* _Task requirements_:
[1] Answer these questions about the thread on rotating triangle ABC:
(a) What coordinates does the question give for point B'?
(b) What map notation does Answer 1 give for 180 degrees?
(c) What rule does Answer 2 give for a 90 degree counterclockwise rotation?
[2] Could you copy the thread on rotating triangle ABC word for word, from "Given the coordinates" to "A'B'C' are congruent."?

[start of Passage provided]

Question

Identify the rotation rule on a coordinate plane that verifies that triangle A(2,-1), B(4,1), C(3,3) and triangle A'(1,2), B'(-1,4), C'(-3,3) are congruent when rotated 90°.

Answer 1

Answer:the map notation is (x,y) to (y,-x) at a 90 degree angle

180 degrees map notation is (x,y) to (-x,-y)

360 degrees map notation is (x,y) to (-y,x)

Step-by-step explanation: the answer is they are congruent

Answer 2

Given the coordinates of triangle ABC are A(2,-1), B(4,1), C(3,3) and coordinates of triangle A'B'C' are A'(1,2), B'(-1,4), C'(-3,3).

To find the rotation rule that verifies that the triangle ABC and A'B'C' are congruent.

The rule of rotation of 90 degree counterclockwise is given by:

`(x, y) \rightarrow (-y, x)`

`A(2, -1) \rightarrow (-(-1), 2)=(1, 2) =A'`

`B(4, 1) \rightarrow (-1, 4)=B'`

`C(3, 3) \rightarrow (-3, 3)=C'`

Therefore, the rotation rule that verifies that the triangle ABC and A'B'C' are congruent is
`(x, y) \rightarrow (-y, x)`

[end of Passage provided]
[start of Material shown]

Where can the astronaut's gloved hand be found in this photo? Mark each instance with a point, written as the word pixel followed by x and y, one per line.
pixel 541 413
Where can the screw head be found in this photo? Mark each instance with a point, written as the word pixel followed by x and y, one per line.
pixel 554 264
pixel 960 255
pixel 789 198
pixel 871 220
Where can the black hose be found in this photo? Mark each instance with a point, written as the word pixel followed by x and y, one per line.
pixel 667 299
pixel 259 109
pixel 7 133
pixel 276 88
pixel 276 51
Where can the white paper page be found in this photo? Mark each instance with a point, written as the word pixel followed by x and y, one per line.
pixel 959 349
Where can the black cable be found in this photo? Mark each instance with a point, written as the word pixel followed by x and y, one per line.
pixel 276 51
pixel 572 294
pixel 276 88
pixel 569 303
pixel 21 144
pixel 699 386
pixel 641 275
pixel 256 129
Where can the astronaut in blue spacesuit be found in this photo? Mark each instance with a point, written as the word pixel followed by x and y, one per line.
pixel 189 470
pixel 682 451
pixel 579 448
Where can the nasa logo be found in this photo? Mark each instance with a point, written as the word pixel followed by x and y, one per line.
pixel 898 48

[end of Material shown]

* _Solved tasks_:
[1]
(a) B'(-1,4)
(b) (x,y) to (-x,-y)
(c) (x, y) → (-y, x)

[2]
Given the coordinates of triangle ABC are A(2,-1), B(4,1), C(3,3) and coordinates of triangle A'B'C' are A'(1,2), B'(-1,4), C'(-3,3).

To find the rotation rule that verifies that the triangle ABC and A'B'C' are congruent.